• [Testo proposto]:
──────────────────────────────
# far cantare una canzone ai bambini



## assonnata

Ciao a tutti,
non ho trovato un thread pertinente, perciò mi sono permessa di aprirne uno nuovo. La mia domanda riguarda il "fare causativo".
Abbiamo la frase: Ho fatto cantare una canzone ai bambini.
Se volessimo invece ottenere un'altra frase il cui significato sarebbe: "ho costretto/forzato mio marito a cantare una canzone ai bambini", come faremmo, usando la struttura "far fare"?
_Ho fatto cantare una canzone ai bambini a mio marito_. - sebbene mi sembri grammaticalmente corretta (o no lo è?), è ambigua e suona malissimo,
 potreste aiutarmi?


----------



## francisgranada

Non mi è del tutto chiara la domanda ... Chi è che deve cantare?

Le mie proposte (?): 
Mio marito l'ho fatto cantare una canzone ai bambini_  (canta il marito e lo ascoltano i bambini)
_Mio marito l'ho fatto far cantare una canzone dai bambini _(cantano i bambini)
_
(la domanda è interessante, aspetto anch'io la risposta dei madrelingua ...)


----------



## VogaVenessian

_A mio marito ho fatto cantare una canzone PER i bambini_.
Così aggiriamo il problema MA - ritengo - il significato non è ambiguo: si tratta di QUEL marito e di QUEI bambini.
_Mio marito*, *l'ho fatto cantare una canzone ai bambini.
_Come dice Francis, con l'aggiunta - direi - di una virgola.
──────────────────────────────
• [Esercizi da svolgere]:
• a. Indica se ciascuna affermazione concorda con la discussione sul fare causativo: (i) chi apre la discussione giudica ambigua la frase con "a mio marito" in fondo; (ii) francisgranada dichiara di aver capito bene la domanda; (iii) VogaVenessian suggerisce di aggiungere una virgola. Per ogni punto rispondi sì o no e cita testualmente le parole decisive.
• b. Per favore, estrai dalla discussione sul fare causativo il brano che inizia dalle parole "## assonnata" e fermati dopo "potreste aiutarmi?".

• [Contenuto del dataset]:
──────────────────────────────
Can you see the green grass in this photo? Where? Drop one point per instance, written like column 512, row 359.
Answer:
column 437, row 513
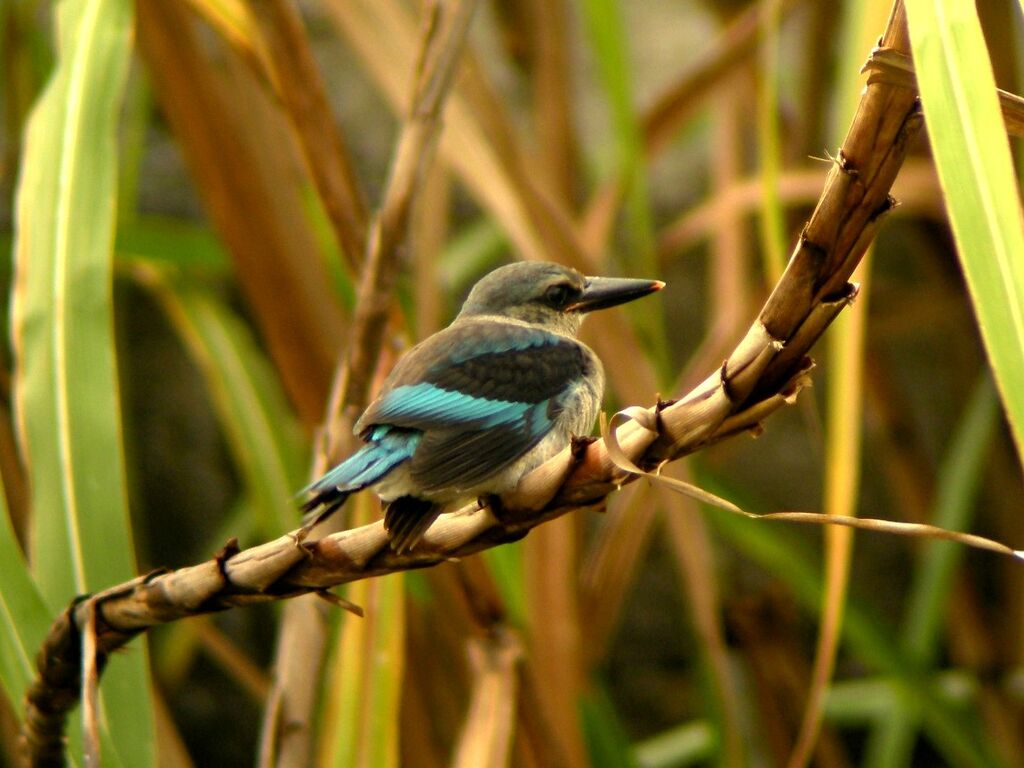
──────────────────────────────
• [Elenco risposte]:
• a.
(i) Sì: "è ambigua e suona malissimo".
(ii) No: "Non mi è del tutto chiara la domanda".
(iii) Sì: "con l'aggiunta - direi - di una virgola".

• b.
## assonnata

Ciao a tutti,
non ho trovato un thread pertinente, perciò mi sono permessa di aprirne uno nuovo. La mia domanda riguarda il "fare causativo".
Abbiamo la frase: Ho fatto cantare una canzone ai bambini.
Se volessimo invece ottenere un'altra frase il cui significato sarebbe: "ho costretto/forzato mio marito a cantare una canzone ai bambini", come faremmo, usando la struttura "far fare"?
_Ho fatto cantare una canzone ai bambini a mio marito_. - sebbene mi sembri grammaticalmente corretta (o no lo è?), è ambigua e suona malissimo,
 potreste aiutarmi?